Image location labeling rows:
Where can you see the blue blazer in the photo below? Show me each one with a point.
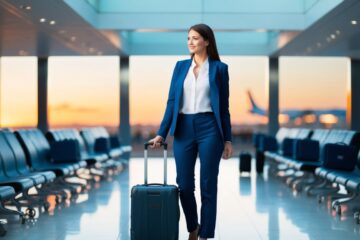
(219, 97)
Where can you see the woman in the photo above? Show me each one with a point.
(197, 115)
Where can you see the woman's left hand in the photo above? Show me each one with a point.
(227, 150)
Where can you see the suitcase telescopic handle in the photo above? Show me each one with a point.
(146, 145)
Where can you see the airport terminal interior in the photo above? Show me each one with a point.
(84, 84)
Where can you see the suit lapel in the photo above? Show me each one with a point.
(182, 76)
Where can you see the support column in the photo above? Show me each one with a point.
(273, 113)
(0, 94)
(124, 129)
(42, 94)
(353, 108)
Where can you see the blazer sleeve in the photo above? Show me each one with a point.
(224, 104)
(168, 115)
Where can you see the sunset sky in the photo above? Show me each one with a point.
(85, 90)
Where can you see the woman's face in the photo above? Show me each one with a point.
(196, 42)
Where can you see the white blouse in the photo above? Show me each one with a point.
(196, 92)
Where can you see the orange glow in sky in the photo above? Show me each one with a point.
(85, 90)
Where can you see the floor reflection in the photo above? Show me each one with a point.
(249, 207)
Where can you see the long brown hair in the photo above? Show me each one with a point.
(207, 33)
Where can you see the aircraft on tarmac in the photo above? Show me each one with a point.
(323, 115)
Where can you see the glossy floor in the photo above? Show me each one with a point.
(249, 207)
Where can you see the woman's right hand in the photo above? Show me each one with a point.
(156, 141)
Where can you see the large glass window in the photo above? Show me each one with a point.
(313, 91)
(18, 92)
(84, 91)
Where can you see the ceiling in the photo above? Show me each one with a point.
(155, 27)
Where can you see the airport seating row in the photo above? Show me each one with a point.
(322, 162)
(62, 162)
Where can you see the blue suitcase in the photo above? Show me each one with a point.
(155, 209)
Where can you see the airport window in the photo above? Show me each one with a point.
(18, 92)
(84, 91)
(312, 92)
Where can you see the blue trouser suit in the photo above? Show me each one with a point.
(198, 133)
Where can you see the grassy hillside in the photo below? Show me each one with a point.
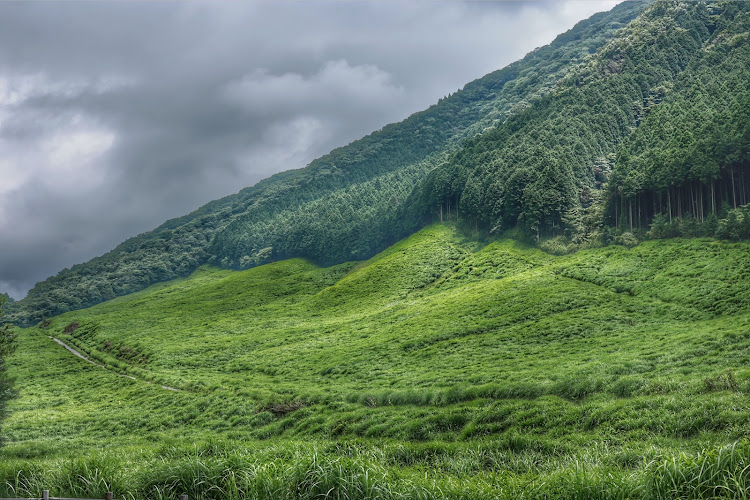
(440, 368)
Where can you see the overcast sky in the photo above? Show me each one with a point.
(116, 116)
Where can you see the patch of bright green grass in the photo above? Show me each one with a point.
(436, 369)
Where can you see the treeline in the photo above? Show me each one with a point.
(540, 164)
(630, 114)
(690, 156)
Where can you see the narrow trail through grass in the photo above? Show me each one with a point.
(79, 355)
(441, 368)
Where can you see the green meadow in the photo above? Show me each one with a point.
(444, 367)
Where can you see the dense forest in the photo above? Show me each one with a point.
(633, 124)
(362, 189)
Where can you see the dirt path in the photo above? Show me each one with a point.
(76, 353)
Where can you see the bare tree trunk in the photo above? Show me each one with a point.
(713, 198)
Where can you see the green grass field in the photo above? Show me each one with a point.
(441, 368)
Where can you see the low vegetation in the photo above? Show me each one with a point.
(444, 367)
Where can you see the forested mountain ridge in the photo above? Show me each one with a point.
(356, 200)
(539, 169)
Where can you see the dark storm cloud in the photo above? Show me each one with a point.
(115, 116)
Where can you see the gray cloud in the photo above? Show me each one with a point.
(115, 116)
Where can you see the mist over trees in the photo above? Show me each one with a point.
(633, 124)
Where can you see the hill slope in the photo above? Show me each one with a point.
(355, 200)
(441, 365)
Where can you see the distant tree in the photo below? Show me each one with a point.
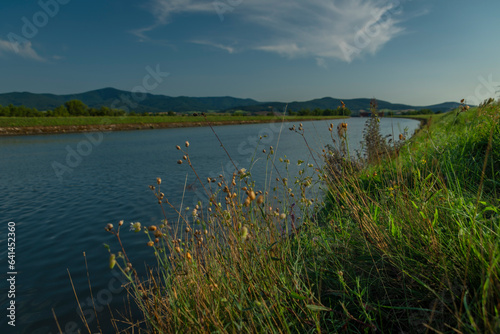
(60, 111)
(304, 112)
(77, 108)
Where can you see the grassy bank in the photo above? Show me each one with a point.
(406, 240)
(98, 120)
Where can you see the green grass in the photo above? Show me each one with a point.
(58, 121)
(407, 244)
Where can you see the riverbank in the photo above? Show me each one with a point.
(17, 126)
(406, 243)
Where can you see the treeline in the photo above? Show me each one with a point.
(419, 112)
(70, 108)
(321, 112)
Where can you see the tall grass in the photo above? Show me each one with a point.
(406, 242)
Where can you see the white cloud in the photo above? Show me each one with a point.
(227, 48)
(324, 29)
(163, 10)
(24, 49)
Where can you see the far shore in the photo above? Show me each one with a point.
(58, 129)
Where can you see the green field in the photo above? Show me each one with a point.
(405, 238)
(58, 121)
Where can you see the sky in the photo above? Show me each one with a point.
(418, 52)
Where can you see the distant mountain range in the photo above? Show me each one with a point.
(141, 103)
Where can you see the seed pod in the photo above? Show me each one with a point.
(260, 199)
(112, 261)
(251, 195)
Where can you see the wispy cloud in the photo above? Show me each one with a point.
(163, 10)
(321, 29)
(24, 50)
(227, 48)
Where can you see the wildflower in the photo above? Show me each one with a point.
(251, 195)
(244, 233)
(112, 261)
(136, 227)
(260, 199)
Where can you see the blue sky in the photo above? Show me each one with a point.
(418, 52)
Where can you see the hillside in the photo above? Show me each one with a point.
(111, 97)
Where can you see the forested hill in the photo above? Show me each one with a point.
(114, 98)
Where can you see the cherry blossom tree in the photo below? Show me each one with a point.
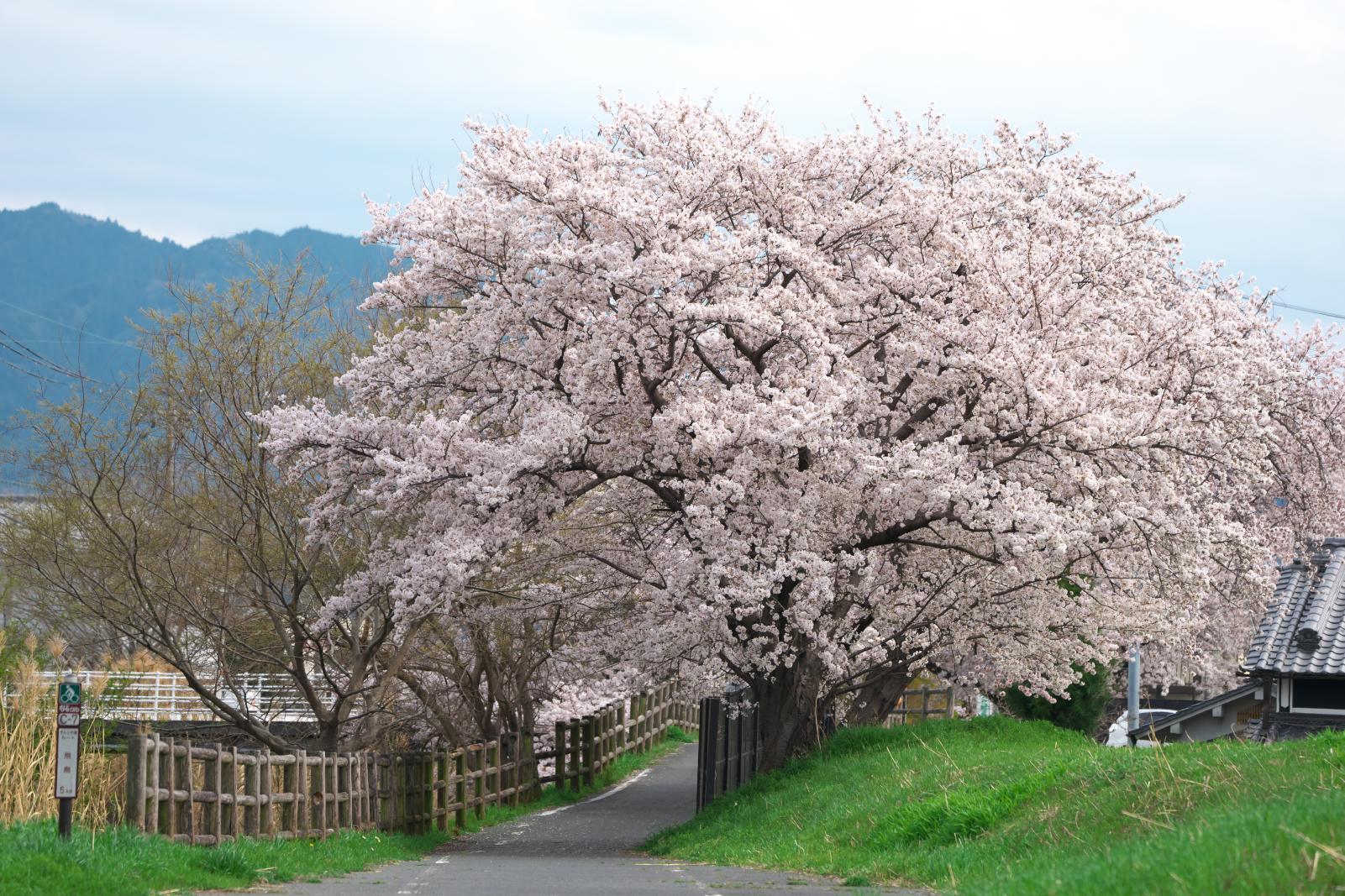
(845, 406)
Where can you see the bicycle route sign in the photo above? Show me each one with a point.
(69, 704)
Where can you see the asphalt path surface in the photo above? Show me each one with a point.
(586, 848)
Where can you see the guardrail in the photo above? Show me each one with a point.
(915, 706)
(158, 696)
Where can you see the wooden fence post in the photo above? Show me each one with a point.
(186, 781)
(265, 788)
(619, 735)
(429, 786)
(479, 779)
(230, 824)
(297, 818)
(136, 782)
(441, 794)
(491, 779)
(155, 768)
(460, 789)
(528, 753)
(586, 757)
(212, 813)
(252, 795)
(560, 755)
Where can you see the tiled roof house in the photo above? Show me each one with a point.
(1295, 663)
(1300, 647)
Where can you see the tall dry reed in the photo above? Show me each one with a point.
(29, 750)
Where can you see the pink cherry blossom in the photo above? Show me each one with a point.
(826, 412)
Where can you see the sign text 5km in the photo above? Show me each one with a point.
(69, 704)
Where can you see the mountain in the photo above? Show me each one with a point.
(71, 287)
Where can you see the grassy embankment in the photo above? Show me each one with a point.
(1000, 806)
(118, 862)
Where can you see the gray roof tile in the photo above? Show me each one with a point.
(1304, 628)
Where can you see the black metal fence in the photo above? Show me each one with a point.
(729, 744)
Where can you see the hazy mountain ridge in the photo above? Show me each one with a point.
(71, 287)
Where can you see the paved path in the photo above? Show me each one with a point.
(581, 849)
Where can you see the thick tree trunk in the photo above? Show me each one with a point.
(791, 712)
(879, 696)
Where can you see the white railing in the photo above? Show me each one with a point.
(156, 696)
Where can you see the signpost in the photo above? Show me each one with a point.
(69, 701)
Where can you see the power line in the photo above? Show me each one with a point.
(60, 323)
(1311, 311)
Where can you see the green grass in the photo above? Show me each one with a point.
(1000, 806)
(120, 862)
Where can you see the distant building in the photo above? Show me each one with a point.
(1298, 652)
(1295, 663)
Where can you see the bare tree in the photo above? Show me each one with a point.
(163, 517)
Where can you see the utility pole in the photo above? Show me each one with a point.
(69, 703)
(1132, 690)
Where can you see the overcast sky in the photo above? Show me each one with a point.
(192, 120)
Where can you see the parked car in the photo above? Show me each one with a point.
(1116, 735)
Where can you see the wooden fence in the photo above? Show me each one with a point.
(731, 737)
(917, 705)
(584, 747)
(212, 794)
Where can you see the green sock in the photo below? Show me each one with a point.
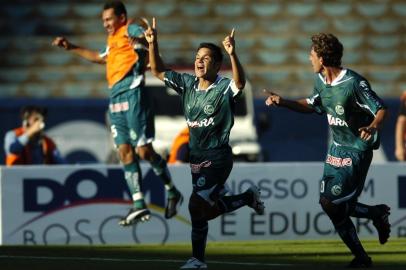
(132, 175)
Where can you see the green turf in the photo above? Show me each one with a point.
(220, 255)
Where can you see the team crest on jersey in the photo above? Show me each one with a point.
(363, 84)
(208, 109)
(336, 190)
(201, 181)
(339, 110)
(133, 134)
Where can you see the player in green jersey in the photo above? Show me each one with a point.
(208, 106)
(355, 114)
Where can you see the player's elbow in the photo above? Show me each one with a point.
(240, 84)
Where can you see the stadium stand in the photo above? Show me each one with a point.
(272, 38)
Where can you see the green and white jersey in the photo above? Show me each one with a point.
(209, 113)
(350, 104)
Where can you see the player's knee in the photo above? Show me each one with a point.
(336, 212)
(146, 152)
(126, 153)
(200, 209)
(328, 207)
(195, 207)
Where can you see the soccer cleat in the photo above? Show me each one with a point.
(135, 215)
(360, 262)
(382, 224)
(194, 263)
(173, 205)
(257, 204)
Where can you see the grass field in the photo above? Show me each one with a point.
(220, 255)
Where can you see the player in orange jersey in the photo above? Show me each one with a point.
(132, 121)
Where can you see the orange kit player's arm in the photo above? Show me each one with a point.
(90, 55)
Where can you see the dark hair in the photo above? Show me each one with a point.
(117, 6)
(216, 51)
(29, 110)
(329, 48)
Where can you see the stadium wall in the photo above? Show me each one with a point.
(81, 205)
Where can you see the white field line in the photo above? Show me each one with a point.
(137, 260)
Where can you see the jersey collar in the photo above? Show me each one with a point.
(218, 79)
(337, 80)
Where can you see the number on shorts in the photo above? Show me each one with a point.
(114, 131)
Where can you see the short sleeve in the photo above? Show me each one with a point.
(366, 98)
(178, 81)
(103, 53)
(402, 110)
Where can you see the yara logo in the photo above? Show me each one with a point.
(335, 121)
(202, 123)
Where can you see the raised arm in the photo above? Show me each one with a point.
(399, 138)
(157, 66)
(300, 105)
(238, 71)
(92, 56)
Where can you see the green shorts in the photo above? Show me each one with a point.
(344, 174)
(131, 118)
(210, 171)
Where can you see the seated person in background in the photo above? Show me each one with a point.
(180, 148)
(28, 144)
(400, 134)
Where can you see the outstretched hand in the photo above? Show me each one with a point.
(273, 99)
(229, 43)
(61, 42)
(150, 33)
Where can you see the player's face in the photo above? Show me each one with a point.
(32, 118)
(205, 66)
(316, 61)
(111, 22)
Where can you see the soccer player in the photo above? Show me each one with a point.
(355, 114)
(132, 122)
(400, 137)
(29, 144)
(208, 104)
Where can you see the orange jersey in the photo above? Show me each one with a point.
(120, 56)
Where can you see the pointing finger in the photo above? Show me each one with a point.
(232, 33)
(145, 21)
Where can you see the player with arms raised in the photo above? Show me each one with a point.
(208, 104)
(355, 114)
(132, 122)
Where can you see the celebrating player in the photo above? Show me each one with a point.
(400, 132)
(208, 105)
(132, 122)
(355, 114)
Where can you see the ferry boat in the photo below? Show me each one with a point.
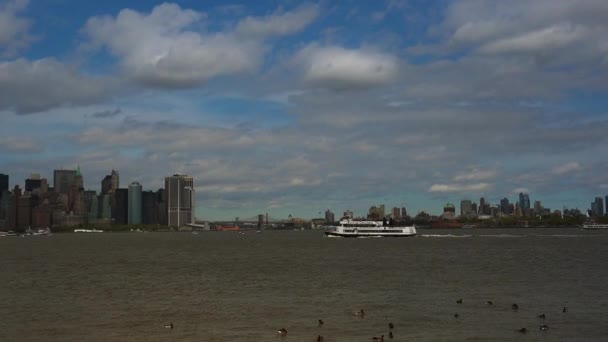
(593, 226)
(363, 228)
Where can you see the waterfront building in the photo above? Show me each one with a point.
(120, 211)
(329, 216)
(466, 208)
(180, 200)
(3, 183)
(135, 203)
(524, 202)
(63, 180)
(33, 183)
(504, 206)
(149, 210)
(110, 183)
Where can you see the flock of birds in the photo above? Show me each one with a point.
(361, 314)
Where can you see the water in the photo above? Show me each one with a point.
(225, 286)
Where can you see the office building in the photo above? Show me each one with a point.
(180, 200)
(135, 203)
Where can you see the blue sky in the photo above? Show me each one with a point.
(292, 107)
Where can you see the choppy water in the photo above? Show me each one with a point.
(225, 286)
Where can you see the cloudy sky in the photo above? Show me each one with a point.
(292, 107)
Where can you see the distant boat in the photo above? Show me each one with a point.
(364, 228)
(88, 231)
(594, 226)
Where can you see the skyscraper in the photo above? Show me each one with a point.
(180, 200)
(135, 203)
(63, 180)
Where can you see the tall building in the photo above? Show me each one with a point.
(504, 206)
(135, 203)
(180, 200)
(3, 183)
(524, 202)
(63, 180)
(466, 208)
(329, 216)
(120, 211)
(110, 183)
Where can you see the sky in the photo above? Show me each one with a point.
(296, 107)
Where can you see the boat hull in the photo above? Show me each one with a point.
(363, 235)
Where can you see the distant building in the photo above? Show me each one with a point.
(466, 208)
(120, 211)
(180, 200)
(449, 212)
(3, 183)
(63, 180)
(135, 203)
(110, 183)
(329, 216)
(524, 201)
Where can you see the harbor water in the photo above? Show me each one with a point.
(231, 286)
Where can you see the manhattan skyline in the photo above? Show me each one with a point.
(298, 107)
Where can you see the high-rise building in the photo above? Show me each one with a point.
(63, 180)
(180, 200)
(135, 203)
(466, 208)
(3, 183)
(329, 216)
(120, 211)
(504, 206)
(524, 201)
(110, 183)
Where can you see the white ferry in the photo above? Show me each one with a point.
(361, 228)
(593, 226)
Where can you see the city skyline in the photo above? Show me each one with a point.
(295, 108)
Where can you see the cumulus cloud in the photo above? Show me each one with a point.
(339, 68)
(475, 174)
(19, 145)
(29, 87)
(14, 29)
(279, 23)
(567, 168)
(459, 187)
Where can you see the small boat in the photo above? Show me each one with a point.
(595, 226)
(364, 228)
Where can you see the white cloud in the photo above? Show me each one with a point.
(340, 68)
(278, 24)
(567, 168)
(19, 145)
(459, 187)
(162, 49)
(475, 174)
(14, 29)
(29, 87)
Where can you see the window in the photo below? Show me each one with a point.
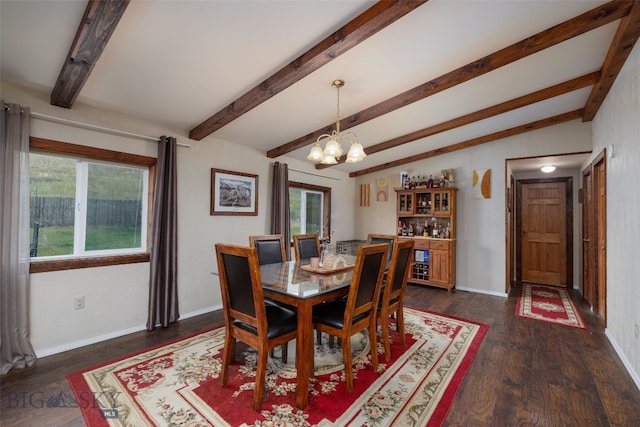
(309, 208)
(87, 202)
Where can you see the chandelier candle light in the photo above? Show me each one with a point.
(333, 149)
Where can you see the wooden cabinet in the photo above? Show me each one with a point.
(428, 216)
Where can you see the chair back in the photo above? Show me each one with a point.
(391, 239)
(364, 292)
(306, 246)
(271, 248)
(398, 272)
(240, 285)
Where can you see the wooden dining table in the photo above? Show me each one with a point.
(289, 283)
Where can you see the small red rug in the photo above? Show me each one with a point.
(550, 304)
(178, 384)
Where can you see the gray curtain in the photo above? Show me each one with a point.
(15, 346)
(163, 282)
(280, 203)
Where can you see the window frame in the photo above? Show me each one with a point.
(326, 204)
(48, 146)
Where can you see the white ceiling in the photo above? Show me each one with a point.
(179, 62)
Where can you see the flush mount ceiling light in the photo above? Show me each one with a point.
(333, 148)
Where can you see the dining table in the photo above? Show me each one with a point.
(298, 285)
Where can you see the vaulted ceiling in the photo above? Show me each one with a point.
(422, 77)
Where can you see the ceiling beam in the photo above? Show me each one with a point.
(621, 46)
(576, 26)
(485, 113)
(98, 23)
(539, 124)
(374, 19)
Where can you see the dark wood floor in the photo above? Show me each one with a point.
(526, 373)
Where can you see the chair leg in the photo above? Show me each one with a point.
(373, 343)
(400, 326)
(384, 323)
(228, 355)
(348, 369)
(261, 372)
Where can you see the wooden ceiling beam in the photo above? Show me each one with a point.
(98, 24)
(539, 124)
(485, 113)
(576, 26)
(623, 42)
(374, 19)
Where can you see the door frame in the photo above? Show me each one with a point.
(588, 241)
(599, 233)
(568, 181)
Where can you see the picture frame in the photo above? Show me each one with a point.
(233, 193)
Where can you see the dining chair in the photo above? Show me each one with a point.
(393, 289)
(271, 248)
(306, 246)
(246, 316)
(391, 239)
(343, 318)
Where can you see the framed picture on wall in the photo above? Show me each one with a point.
(233, 193)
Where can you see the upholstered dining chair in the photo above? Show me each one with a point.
(392, 300)
(246, 316)
(306, 246)
(391, 239)
(343, 318)
(271, 248)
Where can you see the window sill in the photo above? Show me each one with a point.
(72, 264)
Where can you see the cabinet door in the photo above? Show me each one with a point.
(441, 201)
(439, 266)
(423, 203)
(405, 203)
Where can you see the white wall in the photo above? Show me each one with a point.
(618, 124)
(116, 296)
(480, 246)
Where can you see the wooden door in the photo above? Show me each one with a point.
(600, 235)
(543, 232)
(588, 279)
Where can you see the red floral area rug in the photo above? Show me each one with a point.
(549, 304)
(178, 384)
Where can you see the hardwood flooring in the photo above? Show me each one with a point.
(526, 373)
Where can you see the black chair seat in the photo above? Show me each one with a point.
(332, 313)
(279, 321)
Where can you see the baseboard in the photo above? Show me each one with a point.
(115, 334)
(482, 291)
(623, 358)
(93, 340)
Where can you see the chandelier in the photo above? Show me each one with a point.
(333, 149)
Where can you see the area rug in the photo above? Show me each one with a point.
(549, 304)
(178, 384)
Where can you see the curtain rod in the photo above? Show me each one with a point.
(100, 128)
(309, 173)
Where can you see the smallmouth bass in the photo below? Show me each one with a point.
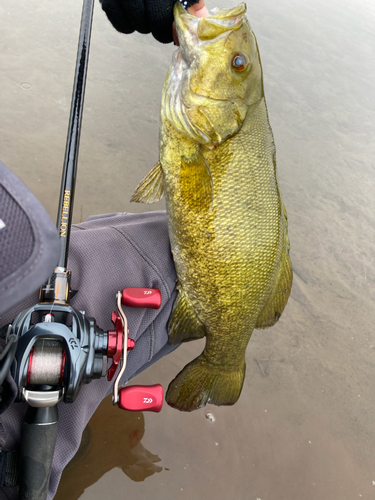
(226, 219)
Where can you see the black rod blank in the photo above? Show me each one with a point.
(65, 211)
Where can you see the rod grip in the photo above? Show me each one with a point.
(39, 433)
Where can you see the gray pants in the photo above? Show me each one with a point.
(107, 253)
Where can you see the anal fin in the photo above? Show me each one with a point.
(280, 293)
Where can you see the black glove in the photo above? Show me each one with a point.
(144, 16)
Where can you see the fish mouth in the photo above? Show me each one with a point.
(187, 106)
(193, 31)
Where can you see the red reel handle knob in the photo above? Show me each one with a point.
(141, 398)
(141, 297)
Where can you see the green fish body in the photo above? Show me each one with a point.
(226, 219)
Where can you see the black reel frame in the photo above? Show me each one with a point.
(56, 348)
(83, 346)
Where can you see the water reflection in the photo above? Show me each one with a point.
(111, 439)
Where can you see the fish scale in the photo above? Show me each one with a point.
(226, 219)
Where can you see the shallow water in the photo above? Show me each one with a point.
(303, 427)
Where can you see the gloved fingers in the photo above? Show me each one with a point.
(144, 16)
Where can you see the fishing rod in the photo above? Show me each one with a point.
(59, 349)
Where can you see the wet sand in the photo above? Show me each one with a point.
(303, 427)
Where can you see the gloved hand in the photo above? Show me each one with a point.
(144, 16)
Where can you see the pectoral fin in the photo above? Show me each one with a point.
(196, 182)
(151, 188)
(184, 324)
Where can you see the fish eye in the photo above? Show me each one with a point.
(239, 62)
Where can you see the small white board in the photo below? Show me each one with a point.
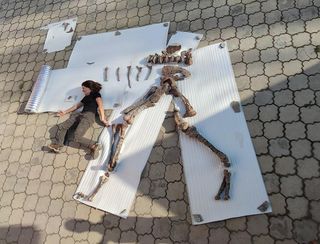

What needs to be done
Extract every line of the rows above that contains the string "sleeve", matching case exactly.

Written reply
Where can you see the blazer sleeve in the photo above? Show me each one with a point.
Where can you see the short sleeve in the photo above? Show me each one with a point.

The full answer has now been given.